▸ DOCUMENT TEXT
----------------------------------------

Moves by the Government to protect highly productive land must focus on maintaining the productive capacity of that land, says HortNZ.
Its orchards are on Māori land NZ-wide.
It is also looks to have 500ha of productive Māori land planted in berries within that time and to create at least 5000 jobs, all based on a Zespri-type model.
Director and founders Steve Saunders says the Miro approach arose from investigating what a horticulture strategy would look like for Māori.
“That was an end-to-end value chain — from growing right through to the market, including genetics, marketing and all the other elements of the value chain,” he told Hort News.
“As we move beyond the settlement processes we have a lot of underutilised productive Māori land, and as land trusts we end up leasing land to maize or cropping, for example, due to the complexities of multi-ownership.
“When you look at the NZ berryfruit industry, it’s small -- 600-700ha -- fragmented, and has older varieties and a range of challenges.
“So there is opportunity to scale berries to an international market that is growing year-on-year. There is good opportunity to form some of this underutilised land and get better value and create better jobs for our people; 5000 people is a lot of people.
“Some of it would be creating permanent fulltime jobs and some of it more jobs, like any in horticulture. But if you look at the workforce, Māori have the biggest population of young people coming into the workforce.
“Also a lot of whanau want to create opportunities on their land and keep the people on their land.
“As part of that we have had support from Ministry of Social Development to provide programmes for training these people.

----------------------------------------

▸ WHAT THE TASK REQUIRES
Rewrite the part of the article on Māori berry growing between "Director and founders" and "complexities of multi-ownership.", inclusive, replacing "value chain" with "supply chain".

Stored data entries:

----------------------------------------

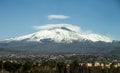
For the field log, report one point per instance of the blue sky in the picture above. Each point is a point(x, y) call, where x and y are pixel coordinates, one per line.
point(17, 17)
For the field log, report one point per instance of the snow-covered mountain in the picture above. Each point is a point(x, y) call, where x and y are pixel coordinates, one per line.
point(60, 33)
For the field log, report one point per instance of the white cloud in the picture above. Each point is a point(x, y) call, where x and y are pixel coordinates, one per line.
point(52, 26)
point(57, 17)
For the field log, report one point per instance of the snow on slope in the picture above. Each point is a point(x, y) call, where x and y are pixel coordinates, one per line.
point(60, 33)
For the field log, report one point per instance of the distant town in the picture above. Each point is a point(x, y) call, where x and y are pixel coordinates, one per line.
point(56, 63)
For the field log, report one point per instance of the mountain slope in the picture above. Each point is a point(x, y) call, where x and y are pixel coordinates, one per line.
point(60, 33)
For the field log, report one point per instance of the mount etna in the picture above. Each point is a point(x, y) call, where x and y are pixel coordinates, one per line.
point(60, 38)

----------------------------------------

▸ EXERCISE RESULT
Director and founders Steve Saunders says the Miro approach arose from investigating what a horticulture strategy would look like for Māori.
“That was an end-to-end supply chain — from growing right through to the market, including genetics, marketing and all the other elements of the supply chain,” he told Hort News.
“As we move beyond the settlement processes we have a lot of underutilised productive Māori land, and as land trusts we end up leasing land to maize or cropping, for example, due to the complexities of multi-ownership.